▽

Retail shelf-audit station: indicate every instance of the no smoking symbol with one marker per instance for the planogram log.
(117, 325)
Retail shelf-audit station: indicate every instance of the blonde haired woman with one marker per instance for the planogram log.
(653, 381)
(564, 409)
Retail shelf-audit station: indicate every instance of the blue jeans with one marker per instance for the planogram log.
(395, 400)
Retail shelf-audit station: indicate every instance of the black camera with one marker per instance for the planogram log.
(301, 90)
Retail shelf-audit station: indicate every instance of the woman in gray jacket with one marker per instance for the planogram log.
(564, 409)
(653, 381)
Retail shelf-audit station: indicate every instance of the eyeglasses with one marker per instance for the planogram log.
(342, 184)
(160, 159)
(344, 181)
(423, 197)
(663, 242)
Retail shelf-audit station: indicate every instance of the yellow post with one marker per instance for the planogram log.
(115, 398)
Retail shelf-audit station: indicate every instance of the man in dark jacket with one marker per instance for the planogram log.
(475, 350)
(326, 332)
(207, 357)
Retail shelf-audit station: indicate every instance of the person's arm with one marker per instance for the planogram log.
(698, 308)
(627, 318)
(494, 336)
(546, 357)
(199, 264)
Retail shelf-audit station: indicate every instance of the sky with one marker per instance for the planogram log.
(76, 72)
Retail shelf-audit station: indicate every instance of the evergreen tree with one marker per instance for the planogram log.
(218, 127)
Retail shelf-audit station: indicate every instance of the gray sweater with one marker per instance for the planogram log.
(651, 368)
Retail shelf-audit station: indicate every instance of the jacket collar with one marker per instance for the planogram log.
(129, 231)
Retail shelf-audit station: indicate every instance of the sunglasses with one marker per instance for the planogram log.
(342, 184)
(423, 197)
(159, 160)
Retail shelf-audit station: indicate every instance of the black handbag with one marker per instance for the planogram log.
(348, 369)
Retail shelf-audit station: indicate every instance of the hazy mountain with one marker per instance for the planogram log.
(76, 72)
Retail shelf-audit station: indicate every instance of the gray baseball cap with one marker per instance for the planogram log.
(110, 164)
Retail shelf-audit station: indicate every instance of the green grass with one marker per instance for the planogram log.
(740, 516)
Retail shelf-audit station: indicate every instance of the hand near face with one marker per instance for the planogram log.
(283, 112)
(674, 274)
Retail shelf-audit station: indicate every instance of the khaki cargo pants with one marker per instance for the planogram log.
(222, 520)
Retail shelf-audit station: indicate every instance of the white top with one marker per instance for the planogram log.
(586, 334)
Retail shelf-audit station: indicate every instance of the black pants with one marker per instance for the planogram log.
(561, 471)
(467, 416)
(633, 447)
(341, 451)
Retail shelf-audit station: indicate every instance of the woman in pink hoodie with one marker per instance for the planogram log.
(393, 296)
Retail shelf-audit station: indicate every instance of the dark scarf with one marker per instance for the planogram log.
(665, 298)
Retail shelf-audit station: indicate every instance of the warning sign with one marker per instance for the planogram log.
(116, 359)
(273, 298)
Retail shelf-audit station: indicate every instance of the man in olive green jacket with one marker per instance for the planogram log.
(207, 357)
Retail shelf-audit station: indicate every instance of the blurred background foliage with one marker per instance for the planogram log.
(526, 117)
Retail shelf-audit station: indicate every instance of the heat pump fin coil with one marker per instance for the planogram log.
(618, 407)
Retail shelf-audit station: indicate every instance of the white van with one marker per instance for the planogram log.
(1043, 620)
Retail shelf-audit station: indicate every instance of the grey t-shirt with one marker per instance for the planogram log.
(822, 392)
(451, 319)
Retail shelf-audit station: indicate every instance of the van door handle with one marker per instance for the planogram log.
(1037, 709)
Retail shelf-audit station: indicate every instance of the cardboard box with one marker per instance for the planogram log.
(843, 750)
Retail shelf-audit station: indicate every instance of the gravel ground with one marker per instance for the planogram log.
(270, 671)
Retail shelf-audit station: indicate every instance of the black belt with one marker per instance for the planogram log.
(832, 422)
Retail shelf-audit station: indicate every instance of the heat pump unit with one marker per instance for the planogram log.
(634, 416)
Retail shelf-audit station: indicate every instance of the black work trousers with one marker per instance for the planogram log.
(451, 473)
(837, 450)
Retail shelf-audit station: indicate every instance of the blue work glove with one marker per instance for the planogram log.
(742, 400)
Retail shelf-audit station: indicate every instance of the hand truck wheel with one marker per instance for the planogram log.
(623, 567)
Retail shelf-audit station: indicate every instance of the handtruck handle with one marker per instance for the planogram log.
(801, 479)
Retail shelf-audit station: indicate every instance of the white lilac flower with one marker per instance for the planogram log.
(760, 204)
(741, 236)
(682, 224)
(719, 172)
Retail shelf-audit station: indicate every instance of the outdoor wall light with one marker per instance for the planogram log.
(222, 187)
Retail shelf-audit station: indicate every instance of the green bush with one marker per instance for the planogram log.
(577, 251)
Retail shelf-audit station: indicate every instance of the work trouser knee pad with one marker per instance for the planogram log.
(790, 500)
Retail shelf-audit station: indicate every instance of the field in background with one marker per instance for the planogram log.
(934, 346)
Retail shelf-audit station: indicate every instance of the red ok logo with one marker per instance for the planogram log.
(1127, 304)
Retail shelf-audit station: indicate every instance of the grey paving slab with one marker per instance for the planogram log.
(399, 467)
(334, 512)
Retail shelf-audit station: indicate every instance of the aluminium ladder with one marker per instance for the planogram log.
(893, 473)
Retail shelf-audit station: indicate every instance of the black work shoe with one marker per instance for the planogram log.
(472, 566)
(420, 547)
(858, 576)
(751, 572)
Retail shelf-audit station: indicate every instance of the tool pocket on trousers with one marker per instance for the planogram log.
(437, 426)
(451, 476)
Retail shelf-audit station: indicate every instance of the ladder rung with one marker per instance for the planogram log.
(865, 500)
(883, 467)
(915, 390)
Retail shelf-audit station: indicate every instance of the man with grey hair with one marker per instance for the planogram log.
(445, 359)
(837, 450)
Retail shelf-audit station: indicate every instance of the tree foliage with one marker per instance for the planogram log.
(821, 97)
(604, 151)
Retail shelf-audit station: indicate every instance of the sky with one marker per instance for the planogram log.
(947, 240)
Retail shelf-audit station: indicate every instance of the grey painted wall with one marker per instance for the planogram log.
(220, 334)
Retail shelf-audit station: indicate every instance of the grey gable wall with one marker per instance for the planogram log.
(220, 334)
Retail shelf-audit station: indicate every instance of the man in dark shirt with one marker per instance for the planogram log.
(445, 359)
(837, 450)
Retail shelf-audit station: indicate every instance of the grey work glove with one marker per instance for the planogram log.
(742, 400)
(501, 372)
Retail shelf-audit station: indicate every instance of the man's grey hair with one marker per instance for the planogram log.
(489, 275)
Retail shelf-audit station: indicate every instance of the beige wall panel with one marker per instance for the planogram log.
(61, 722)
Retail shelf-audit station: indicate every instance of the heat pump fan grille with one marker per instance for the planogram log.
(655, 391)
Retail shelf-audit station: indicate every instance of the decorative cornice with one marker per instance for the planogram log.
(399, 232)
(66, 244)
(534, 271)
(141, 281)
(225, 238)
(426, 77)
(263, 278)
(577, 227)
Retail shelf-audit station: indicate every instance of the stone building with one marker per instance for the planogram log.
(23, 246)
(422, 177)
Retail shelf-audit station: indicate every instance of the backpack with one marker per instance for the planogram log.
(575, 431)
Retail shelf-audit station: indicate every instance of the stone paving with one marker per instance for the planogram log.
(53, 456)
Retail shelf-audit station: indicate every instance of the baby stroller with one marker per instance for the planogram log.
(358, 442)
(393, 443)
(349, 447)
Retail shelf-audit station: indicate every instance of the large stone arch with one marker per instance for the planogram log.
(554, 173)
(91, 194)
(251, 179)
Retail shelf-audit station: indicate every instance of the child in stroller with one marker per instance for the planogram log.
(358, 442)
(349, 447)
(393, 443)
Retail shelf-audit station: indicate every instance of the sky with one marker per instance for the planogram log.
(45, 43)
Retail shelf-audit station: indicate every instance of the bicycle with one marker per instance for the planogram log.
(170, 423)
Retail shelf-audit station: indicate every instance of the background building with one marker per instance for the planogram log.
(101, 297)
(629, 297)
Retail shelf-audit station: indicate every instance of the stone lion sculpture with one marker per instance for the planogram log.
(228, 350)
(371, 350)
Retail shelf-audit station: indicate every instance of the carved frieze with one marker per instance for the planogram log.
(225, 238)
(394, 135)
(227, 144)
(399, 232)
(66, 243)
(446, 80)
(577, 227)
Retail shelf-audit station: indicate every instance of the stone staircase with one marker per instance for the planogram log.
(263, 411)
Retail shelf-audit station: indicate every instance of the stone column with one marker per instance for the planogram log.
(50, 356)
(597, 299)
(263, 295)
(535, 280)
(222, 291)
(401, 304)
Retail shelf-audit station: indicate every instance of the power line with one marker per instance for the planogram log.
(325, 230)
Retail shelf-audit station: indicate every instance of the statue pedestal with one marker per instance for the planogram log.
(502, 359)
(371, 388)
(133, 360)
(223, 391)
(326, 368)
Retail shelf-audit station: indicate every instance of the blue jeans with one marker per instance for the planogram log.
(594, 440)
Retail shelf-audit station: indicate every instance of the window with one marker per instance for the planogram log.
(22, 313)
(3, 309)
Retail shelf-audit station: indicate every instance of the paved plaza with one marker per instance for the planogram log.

△

• Exercise details:
Using the entries above, give again each line from the one containing "the stone column" through the last line, exactly and only those.

• Your response:
Retail shelf-audit station: indicate every instance of the stone column with one marker per instance for the planogram log.
(50, 356)
(597, 299)
(263, 295)
(535, 280)
(222, 291)
(401, 304)
Retail shelf-audit station: indicate every instance of the power line with one marker per instance for the planogram log.
(325, 230)
Retail shelf-audit station: indicate every instance of the statue pedestal with one marker per instance for the planogram log.
(502, 359)
(371, 388)
(133, 360)
(223, 391)
(326, 368)
Retail shelf-audit station: indicate every instance of the blue jeans with one marker per instance for the planogram log.
(594, 440)
Retail shelf-audit station: indicate every instance of the window with one marker per instance for the planogram log.
(22, 313)
(3, 309)
Retail shelf-audit station: indicate every instance of the paved plaza with one marker per instance for the planogram log.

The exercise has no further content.